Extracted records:
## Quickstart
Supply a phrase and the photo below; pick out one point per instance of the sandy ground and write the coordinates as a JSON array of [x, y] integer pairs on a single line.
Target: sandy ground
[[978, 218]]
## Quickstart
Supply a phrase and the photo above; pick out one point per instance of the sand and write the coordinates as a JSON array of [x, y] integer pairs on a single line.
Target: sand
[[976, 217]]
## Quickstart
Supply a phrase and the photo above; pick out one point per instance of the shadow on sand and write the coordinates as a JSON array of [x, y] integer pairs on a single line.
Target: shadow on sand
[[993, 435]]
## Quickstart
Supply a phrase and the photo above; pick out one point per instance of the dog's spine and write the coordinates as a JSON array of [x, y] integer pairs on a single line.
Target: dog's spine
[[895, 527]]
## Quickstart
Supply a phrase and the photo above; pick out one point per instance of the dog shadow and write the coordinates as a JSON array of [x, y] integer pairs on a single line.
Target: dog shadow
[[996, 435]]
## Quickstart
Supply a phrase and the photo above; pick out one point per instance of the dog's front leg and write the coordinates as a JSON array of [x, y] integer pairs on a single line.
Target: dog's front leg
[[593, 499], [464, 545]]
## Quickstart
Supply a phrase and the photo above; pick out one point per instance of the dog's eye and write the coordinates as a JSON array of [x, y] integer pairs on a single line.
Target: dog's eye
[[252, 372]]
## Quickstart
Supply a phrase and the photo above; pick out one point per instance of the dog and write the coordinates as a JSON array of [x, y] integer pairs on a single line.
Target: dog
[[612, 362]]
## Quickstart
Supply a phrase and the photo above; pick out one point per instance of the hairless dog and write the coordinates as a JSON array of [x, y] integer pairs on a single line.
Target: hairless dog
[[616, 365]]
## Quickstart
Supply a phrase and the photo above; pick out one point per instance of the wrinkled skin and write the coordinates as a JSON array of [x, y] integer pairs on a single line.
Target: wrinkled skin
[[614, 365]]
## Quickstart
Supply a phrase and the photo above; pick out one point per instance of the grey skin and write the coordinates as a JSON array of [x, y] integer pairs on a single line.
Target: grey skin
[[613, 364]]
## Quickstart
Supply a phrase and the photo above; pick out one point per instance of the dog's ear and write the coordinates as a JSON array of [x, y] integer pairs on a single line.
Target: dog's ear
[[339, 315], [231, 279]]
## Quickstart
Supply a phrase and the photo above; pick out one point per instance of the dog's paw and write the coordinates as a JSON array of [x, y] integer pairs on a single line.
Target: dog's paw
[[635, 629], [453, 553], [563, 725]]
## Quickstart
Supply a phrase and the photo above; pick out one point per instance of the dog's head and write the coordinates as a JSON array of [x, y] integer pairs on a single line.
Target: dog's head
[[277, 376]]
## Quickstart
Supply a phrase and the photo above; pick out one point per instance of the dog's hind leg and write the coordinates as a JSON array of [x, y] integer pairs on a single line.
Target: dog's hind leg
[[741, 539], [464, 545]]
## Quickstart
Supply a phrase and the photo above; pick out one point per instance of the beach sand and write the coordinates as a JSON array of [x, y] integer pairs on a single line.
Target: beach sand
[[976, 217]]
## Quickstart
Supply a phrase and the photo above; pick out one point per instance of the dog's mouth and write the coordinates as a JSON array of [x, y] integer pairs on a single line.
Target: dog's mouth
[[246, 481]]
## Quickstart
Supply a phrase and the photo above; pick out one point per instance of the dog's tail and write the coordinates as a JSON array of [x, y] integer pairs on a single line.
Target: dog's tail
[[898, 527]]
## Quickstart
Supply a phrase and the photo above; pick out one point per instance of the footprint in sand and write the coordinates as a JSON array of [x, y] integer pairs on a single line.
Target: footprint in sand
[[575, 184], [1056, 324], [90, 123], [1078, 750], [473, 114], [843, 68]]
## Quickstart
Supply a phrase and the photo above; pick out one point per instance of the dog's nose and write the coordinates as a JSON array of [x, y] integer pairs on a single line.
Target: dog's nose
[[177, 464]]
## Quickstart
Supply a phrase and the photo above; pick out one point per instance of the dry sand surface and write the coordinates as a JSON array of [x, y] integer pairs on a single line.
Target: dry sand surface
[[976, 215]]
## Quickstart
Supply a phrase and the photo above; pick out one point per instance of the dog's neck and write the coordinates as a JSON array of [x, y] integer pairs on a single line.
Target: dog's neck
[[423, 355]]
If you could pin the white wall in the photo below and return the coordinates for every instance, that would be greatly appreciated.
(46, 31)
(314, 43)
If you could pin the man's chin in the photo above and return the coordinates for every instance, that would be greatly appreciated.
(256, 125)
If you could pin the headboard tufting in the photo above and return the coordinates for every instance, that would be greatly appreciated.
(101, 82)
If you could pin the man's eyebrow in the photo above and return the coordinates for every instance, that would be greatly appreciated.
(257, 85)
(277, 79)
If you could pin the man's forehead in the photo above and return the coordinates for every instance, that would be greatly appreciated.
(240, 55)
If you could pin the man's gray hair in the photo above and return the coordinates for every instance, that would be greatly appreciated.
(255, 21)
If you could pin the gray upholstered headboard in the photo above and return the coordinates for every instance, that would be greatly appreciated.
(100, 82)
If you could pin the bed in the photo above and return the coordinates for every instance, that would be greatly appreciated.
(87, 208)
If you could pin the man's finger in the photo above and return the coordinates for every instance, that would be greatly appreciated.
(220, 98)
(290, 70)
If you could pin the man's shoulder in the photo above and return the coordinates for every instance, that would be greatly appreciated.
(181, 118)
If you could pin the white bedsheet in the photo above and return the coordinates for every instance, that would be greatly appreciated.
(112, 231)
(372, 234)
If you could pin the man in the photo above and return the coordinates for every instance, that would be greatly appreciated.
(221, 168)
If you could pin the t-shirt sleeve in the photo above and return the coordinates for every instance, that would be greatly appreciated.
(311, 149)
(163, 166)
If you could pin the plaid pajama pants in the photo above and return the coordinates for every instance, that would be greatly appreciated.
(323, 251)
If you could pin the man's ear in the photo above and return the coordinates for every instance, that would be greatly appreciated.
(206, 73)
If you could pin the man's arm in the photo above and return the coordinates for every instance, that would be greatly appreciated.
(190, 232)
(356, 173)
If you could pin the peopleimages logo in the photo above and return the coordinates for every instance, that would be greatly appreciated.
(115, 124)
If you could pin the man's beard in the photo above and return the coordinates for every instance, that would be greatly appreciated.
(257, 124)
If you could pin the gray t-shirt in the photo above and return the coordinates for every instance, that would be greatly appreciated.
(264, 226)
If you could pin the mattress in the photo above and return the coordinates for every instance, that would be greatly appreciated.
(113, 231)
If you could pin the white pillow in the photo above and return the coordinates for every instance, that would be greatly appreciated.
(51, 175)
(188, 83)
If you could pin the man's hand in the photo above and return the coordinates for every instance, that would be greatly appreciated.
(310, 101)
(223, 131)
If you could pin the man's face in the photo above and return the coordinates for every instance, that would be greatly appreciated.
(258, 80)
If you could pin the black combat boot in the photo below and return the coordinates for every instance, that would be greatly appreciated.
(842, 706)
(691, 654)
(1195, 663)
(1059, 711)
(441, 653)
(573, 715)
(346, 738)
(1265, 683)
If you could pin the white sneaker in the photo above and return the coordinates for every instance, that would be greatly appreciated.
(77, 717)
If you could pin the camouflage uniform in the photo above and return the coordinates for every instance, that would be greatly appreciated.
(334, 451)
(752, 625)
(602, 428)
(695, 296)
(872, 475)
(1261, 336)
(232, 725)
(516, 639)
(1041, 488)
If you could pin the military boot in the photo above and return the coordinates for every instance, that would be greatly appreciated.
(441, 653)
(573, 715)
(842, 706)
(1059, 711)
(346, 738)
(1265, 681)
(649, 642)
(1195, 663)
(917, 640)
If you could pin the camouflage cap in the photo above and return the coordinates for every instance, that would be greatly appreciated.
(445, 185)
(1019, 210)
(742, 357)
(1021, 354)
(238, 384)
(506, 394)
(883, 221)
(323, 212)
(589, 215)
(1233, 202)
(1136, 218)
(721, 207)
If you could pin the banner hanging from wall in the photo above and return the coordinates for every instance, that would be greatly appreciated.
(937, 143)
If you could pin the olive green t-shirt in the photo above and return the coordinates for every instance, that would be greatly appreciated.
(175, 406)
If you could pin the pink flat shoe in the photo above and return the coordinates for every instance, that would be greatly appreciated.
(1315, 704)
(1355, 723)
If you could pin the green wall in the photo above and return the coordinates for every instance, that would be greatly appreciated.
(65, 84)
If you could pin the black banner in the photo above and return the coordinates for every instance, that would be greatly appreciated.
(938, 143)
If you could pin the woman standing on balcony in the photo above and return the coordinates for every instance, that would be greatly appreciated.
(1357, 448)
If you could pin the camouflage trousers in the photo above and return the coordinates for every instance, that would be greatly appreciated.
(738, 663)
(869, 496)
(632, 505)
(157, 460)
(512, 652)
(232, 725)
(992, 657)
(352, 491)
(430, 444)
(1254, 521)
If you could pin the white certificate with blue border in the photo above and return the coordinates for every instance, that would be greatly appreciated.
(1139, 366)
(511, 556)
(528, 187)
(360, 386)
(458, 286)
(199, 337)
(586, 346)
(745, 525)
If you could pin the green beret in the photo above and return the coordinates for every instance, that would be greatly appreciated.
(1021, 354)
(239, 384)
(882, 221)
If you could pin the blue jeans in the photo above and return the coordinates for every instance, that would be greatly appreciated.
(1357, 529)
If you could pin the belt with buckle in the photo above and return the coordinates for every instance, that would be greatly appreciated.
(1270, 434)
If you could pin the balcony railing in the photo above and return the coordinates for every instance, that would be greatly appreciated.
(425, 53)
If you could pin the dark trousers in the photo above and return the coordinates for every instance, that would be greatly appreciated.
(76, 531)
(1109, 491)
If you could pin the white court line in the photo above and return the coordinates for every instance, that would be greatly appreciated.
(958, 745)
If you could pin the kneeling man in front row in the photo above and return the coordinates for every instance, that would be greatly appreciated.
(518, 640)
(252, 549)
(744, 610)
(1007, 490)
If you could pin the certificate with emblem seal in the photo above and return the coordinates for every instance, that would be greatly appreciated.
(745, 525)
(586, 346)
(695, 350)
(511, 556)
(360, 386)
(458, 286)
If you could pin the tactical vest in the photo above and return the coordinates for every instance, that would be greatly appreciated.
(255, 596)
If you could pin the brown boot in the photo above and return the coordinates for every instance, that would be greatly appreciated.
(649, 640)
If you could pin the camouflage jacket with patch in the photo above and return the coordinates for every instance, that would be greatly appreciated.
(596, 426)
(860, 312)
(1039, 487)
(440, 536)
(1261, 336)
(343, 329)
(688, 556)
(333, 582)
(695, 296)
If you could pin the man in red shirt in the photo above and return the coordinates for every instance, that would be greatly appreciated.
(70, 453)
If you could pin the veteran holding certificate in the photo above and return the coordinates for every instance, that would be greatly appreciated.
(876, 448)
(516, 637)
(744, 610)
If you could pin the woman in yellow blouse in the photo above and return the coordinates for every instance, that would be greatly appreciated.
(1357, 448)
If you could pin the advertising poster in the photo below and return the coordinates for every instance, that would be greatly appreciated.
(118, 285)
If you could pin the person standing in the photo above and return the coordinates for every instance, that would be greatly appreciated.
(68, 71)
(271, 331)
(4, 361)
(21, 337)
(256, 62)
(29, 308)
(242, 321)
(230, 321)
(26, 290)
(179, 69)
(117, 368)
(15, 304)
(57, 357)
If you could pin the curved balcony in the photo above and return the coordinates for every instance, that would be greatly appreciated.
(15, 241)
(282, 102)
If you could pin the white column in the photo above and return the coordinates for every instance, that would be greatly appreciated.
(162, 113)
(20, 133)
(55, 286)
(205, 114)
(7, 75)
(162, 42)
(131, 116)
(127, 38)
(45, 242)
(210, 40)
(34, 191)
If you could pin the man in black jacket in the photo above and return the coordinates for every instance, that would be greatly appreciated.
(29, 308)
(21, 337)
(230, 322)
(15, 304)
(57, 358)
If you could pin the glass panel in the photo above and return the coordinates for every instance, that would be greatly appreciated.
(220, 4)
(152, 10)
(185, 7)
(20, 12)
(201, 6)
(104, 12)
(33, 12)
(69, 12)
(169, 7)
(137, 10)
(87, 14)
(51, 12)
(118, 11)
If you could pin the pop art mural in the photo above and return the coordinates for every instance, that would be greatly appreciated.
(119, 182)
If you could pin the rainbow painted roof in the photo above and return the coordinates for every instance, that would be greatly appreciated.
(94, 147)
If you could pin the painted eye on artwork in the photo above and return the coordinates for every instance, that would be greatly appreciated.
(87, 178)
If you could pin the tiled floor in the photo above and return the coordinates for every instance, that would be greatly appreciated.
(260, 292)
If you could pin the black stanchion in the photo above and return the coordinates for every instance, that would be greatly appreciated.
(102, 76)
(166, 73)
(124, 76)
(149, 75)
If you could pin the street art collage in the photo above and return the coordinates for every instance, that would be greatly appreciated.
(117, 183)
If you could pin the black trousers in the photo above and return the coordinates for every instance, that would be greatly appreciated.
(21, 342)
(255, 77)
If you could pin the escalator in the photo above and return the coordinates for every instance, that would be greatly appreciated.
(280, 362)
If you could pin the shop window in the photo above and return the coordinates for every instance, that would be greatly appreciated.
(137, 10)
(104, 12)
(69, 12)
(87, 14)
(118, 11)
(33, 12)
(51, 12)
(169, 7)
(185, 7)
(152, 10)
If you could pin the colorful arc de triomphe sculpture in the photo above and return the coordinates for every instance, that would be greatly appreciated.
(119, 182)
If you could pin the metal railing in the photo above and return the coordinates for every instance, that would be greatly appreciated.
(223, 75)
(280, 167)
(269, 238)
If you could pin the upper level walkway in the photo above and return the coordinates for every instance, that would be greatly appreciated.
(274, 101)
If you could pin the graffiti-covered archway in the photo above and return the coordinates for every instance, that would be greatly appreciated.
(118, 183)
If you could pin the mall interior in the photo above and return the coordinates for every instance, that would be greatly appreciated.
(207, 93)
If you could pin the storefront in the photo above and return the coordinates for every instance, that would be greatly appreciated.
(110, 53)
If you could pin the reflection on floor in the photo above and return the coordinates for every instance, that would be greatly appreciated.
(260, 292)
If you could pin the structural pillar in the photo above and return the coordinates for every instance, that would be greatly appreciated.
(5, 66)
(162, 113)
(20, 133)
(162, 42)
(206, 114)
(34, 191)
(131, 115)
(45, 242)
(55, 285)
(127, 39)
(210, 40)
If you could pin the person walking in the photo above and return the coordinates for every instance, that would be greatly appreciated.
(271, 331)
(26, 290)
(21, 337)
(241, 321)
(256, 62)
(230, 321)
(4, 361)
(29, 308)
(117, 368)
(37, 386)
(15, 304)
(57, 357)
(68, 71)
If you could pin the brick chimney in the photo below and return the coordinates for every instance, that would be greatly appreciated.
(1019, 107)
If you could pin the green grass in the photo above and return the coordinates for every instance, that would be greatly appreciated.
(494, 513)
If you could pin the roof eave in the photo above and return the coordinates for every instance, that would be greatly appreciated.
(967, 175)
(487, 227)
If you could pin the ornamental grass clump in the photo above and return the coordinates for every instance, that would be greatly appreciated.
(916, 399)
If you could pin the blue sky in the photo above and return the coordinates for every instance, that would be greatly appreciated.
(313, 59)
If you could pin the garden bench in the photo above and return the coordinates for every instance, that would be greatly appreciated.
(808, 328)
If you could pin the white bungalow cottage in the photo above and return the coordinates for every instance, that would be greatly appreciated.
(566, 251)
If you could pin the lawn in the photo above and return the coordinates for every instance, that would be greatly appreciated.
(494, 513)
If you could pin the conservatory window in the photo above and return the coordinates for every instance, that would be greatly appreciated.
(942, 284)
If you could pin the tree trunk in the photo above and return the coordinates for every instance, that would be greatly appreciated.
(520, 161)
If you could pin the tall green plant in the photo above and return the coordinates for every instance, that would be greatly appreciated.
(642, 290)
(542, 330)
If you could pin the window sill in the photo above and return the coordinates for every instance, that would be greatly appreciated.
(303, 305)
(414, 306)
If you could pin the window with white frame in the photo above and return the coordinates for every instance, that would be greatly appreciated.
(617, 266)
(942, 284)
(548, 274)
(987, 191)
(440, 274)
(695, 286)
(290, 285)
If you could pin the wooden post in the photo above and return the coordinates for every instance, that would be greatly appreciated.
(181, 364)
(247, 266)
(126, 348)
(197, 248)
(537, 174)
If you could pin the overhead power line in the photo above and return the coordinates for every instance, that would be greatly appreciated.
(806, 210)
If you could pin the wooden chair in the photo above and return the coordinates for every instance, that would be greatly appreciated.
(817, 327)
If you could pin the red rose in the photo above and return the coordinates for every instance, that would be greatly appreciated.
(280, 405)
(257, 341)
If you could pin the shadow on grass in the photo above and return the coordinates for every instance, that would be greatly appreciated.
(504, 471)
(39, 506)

ACTIVITY: Copy, please, every line from the start of the entries down to the line that holds "the dog and", with both of those lines included and no others.

SOLVED EXERCISE:
## Quickstart
Supply a phrase and the photo below; pick out one point per instance of the sandy ground and write the coordinates as a JSON array of [x, y] integer pairs on a single line.
Target: sandy ground
[[978, 218]]
## Quickstart
Supply a phrase and the photo above; pick out one point per instance of the sand and write the coordinates as a JSON array of [x, y] integer pairs on a single line.
Target: sand
[[976, 217]]
## Quickstart
Supply a phrase and the photo above; pick out one point per instance of the shadow on sand and write the coordinates as a JSON array of [x, y] integer pairs on a single line.
Target: shadow on sand
[[993, 435]]
## Quickstart
Supply a phrase and the photo above; pick out one point per instance of the dog's spine and write the coordinates as a JSON array of [x, y] integer pairs on a single line.
Target: dog's spine
[[895, 527]]
## Quickstart
Supply a phrase and the photo above; pick out one point per instance of the dog shadow and write the coordinates as a JSON array of [x, y] integer pairs on a single line.
Target: dog shadow
[[996, 435]]
## Quickstart
Supply a phrase and the photo above; pick out one point per instance of the dog's front leg and write the coordinates as a JSON array of [x, y] integer pairs on a single line.
Target: dog's front leg
[[593, 499], [464, 545]]
## Quickstart
Supply a phrase and the photo above; pick out one point per instance of the dog's eye and write the coordinates as a JSON array of [x, y] integer pairs on a single line.
Target: dog's eye
[[252, 372]]
## Quickstart
Supply a phrase and the photo above; pick out one point per instance of the dog and write the coordinates as a JSON array of [x, y] integer pairs on a single line.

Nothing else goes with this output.